--- ACTIVITY ---
Write all of the lines below out again, exactly as they stand.

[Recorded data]
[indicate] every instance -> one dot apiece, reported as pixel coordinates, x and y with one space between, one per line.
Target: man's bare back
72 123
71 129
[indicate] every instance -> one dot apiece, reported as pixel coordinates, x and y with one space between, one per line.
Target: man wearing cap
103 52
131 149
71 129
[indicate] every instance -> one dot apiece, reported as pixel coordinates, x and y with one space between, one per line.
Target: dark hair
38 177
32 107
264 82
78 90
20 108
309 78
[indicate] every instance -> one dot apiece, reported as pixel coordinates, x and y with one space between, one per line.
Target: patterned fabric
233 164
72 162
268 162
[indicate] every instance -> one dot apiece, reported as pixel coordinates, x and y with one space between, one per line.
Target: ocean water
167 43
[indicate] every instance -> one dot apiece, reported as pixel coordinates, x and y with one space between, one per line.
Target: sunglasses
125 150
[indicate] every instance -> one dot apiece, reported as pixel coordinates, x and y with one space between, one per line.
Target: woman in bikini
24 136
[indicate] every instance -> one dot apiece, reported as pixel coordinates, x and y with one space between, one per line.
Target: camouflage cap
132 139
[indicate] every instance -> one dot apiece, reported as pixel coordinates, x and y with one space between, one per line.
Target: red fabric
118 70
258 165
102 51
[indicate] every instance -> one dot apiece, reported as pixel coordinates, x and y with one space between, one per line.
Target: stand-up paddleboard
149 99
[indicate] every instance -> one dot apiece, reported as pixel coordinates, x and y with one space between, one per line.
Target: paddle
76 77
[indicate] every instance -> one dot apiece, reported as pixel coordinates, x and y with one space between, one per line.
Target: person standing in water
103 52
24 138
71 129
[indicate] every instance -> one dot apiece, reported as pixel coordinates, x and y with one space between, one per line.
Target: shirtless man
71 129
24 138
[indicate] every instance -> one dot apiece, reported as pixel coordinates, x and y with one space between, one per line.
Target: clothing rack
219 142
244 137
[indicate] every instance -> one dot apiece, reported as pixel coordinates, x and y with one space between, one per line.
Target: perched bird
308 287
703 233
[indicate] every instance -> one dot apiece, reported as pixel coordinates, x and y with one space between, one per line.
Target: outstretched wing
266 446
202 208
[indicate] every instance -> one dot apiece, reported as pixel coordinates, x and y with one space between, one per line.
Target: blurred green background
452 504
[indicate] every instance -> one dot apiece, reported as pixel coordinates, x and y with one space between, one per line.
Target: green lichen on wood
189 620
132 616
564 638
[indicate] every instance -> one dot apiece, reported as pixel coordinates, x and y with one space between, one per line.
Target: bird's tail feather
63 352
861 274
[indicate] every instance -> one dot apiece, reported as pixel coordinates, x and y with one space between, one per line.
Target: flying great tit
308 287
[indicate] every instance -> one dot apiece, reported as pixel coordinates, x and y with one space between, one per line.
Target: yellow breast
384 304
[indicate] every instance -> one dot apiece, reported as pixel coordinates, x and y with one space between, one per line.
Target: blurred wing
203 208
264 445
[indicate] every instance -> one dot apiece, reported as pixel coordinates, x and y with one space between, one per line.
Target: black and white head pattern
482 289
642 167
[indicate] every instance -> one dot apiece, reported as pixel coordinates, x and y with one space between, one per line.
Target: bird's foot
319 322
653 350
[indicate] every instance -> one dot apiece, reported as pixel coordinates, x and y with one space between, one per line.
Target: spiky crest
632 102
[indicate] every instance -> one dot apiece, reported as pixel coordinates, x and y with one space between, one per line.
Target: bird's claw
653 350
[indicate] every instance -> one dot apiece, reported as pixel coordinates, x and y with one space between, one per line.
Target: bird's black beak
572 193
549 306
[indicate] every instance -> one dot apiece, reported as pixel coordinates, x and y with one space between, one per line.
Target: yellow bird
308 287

--- EXPECTED OUTPUT ---
[indicate] every instance -> one dot apiece, reported as pixel coordinates, x and y with one space between, one per line.
Target: man's bare back
72 123
71 129
[indicate] every instance -> one dot apiece, reported as pixel coordinates, x and y with one space between, one per line.
Target: man wearing cap
103 52
131 149
71 129
[indicate] every instance -> one dot apiece, reported as pixel coordinates, x and y with one space between, one per line.
Target: dark hair
38 177
32 107
264 82
78 90
20 108
309 78
[indicate] every instance -> one dot apiece, reported as pixel coordinates, x and y with one space between, one per line.
Target: patterned fabric
233 164
72 162
268 162
[indicate] every instance -> one dot apiece, reported as pixel coordinates, x and y with one space between, one per line.
Target: ocean water
167 43
[indicate] every instance -> one dot apiece, reported as pixel coordinates, x and y with one space between, one per line.
Target: sunglasses
125 150
[indicate] every instance -> one dot apiece, reported as pixel coordinates, x and y with one space between, one per line.
Target: woman in bikini
24 136
[indicate] every instance -> one dot apiece, reported as pixel coordinates, x and y with one space between, one per line.
Target: camouflage cap
132 139
[indicate] every instance -> one dot apiece, reported as pixel coordinates, x and y with one space between, one per line.
Target: red fabric
118 70
258 165
102 51
[indicate] every instance -> one dot apiece, reported as pixel coordinates, x and y with one space between, one per line.
Target: stand-up paddleboard
149 99
[indicate] every instance -> one dot apiece, reported as pixel coordinates, x and y with one space between, one per line.
Target: paddle
76 77
[indicate] every instance -> one dot apiece, reported as pixel coordinates, x and y with one space between, one per line.
Target: person standing in water
103 52
24 138
71 129
[indicate] every instance -> one dot apiece, reported as pixel coordinates, x and y with one space between, one per line.
Target: shirtless man
71 129
24 138
[indicate] every instance -> one dot apiece, reported as pixel coordinates, x and y with one space between, one per line.
Target: clothing rack
219 142
244 137
[indicate] every instance -> one dot apiece, reported as pixel coordinates, x and y with one space between, one per line.
Target: perched bird
308 287
703 233
[indicate] every instance -> one dot apiece, reported as pixel coordinates, x and y with one space between, one per line.
Target: outstretched wing
266 446
202 208
[indicate] every instance -> one dot apiece, reported as pixel coordinates, x and y with one space between, one per line.
Target: blurred green background
452 504
[indicate] every instance -> one dot apiece, reported as pixel coordinates, x and y with one space between, one per line.
Target: green lichen on wood
189 620
132 616
564 638
[indicate] every instance -> one dot apiece, reported as pixel coordinates, x and y with one space between, one per line.
Target: bird's tail feather
63 352
861 274
[indicate] every instance -> one dot apiece, reported as pixel coordinates, x and y with one space between, one per line.
Target: flying great tit
308 287
[indicate] every instance -> one dot apiece, reported as pixel coordinates, x and y with one space between, one per line.
Target: yellow breast
384 304
[indicate] every instance -> one dot apiece, reported as pixel coordinates, x and y with one space between, one per line.
Target: blurred wing
203 208
264 445
[indicate] every instance -> one dot apiece, reported as pixel coordinates, x and y with one space between, one per line.
Target: black and white head pattern
482 289
642 167
[indicate] every instance -> one dot apiece, reported as pixel coordinates, x and y with one space between, one per line.
Target: bird's foot
319 322
653 350
[indicate] every instance -> one dot apiece, reported as pixel coordinates, x and y with one space between, one per line.
Target: spiky crest
632 102
[indicate] every instance -> one dot apiece, reported as pixel coordinates, x and y with one space between, one per line.
Target: bird's claw
653 350
[indicate] every instance -> one dot apiece, reported as pixel coordinates, x and y with one space between, one per line.
Target: bird's black beak
572 193
549 306
[indicate] every instance -> one dot apiece, reported as pixel coordinates, x and y with one space between, one per line.
Target: yellow bird
308 287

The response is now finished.